Quoted passage:
# # # # # # #
This month marks the 50th anniversary of the assassination of Senator Robert F. Kennedy. Struck by bullets on June 5, 1968, following his victory speech at the California Democratic Party presidential primary, Kennedy died of severe brain injury on the following day, June 6.
Although much has been written about RFK’s assassination — some documented and some speculative — to date there has been no detailed medical discussion of Kennedy’s injuries and treatment. A new article published today in the Journal of Neurosurgery addresses this subject: “The assassination of Robert F. Kennedy: an analysis of the senator’s injuries and neurosurgical care,” by Jordan M. Komisarow, MD, Theodore Pappas, MD, Megan Llewellyn, MSMI, and Shivanand P. Lad, MD, PhD, from Duke University School of Medicine.
In this article, the authors “review the eyewitness reports of the mechanism of injury, the care rendered for 3 hours prior to the emergency craniotomy, the clinical course, and, ultimately, the autopsy.” The discussion of autopsy findings is supplemented by an artist’s depiction of the extent of Senator Kennedy’s head injury.
# # # # # # #
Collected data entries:

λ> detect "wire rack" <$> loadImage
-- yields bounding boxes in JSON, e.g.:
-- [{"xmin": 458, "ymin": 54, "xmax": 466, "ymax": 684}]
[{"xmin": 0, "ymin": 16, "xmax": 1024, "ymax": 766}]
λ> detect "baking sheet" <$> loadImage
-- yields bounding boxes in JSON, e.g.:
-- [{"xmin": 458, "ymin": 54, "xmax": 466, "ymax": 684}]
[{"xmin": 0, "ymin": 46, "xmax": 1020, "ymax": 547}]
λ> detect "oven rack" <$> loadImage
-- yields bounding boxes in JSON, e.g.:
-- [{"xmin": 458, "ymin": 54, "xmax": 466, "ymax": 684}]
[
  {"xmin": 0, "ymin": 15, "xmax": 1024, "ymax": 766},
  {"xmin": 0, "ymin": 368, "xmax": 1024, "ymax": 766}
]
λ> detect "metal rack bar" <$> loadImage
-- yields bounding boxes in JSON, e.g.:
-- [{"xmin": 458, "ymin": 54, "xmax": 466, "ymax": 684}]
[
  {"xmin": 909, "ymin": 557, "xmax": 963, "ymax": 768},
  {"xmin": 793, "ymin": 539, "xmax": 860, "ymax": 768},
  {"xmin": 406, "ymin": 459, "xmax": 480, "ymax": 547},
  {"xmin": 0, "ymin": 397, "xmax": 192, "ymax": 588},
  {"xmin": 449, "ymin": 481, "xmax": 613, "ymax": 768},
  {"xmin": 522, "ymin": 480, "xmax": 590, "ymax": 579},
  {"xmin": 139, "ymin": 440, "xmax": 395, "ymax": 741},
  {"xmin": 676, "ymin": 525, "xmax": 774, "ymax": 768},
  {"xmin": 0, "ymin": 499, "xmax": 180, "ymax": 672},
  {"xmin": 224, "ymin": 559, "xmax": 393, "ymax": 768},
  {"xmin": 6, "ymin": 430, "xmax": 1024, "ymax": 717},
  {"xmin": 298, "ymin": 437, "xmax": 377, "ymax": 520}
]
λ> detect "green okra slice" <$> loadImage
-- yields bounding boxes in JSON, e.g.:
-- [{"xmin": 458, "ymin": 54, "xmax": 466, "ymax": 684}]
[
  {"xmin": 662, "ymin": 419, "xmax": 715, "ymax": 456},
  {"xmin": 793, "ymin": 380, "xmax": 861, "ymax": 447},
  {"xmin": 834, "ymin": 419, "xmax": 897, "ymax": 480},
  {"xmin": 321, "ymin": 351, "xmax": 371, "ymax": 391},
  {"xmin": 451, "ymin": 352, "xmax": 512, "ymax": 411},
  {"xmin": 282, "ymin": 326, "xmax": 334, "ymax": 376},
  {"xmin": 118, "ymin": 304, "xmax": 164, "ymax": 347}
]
# # # # # # #
What to do:
A. According to the passage on Robert F. Kennedy's assassination, on what date did Kennedy die?
B. Please continue the passage on Robert F. Kennedy's assassination from its final sentence onward.
You won't need the listing for any of this.

Task answers:
A. June 6, 1968.

B.
Komisarow and colleagues provide a thorough review of clinical events from the time of the shooting until Kennedy’s death. They also discuss differences and similarities between 1968 and 2018 in the care of patients with gunshot wounds to the head.
Immediately following the shooting, multiple physicians converged at the scene to render assistance. There was a delay of about 45 minutes in transporting Senator Kennedy to the hospital best equipped to treat his severe wounds, due to a transport protocol in place at the time. Diagnostic tests that are commonplace today, such as computed tomography (CT) and CT angiography and venography, were not available. The surgical procedure performed in 1968, a craniotomy, however, was similar to what would be performed today. Some postoperative monitoring techniques and preferred medications have changed over the years.
Based on their analysis of medical records and testimony, Komisarow and colleagues believe that the steps taken by physicians to care for Senator Kennedy in 1968 were in keeping with the standard medical practices of the day. An aggressive attempt was made to save him, but the outcome, given his serious head injury, was not unexpected.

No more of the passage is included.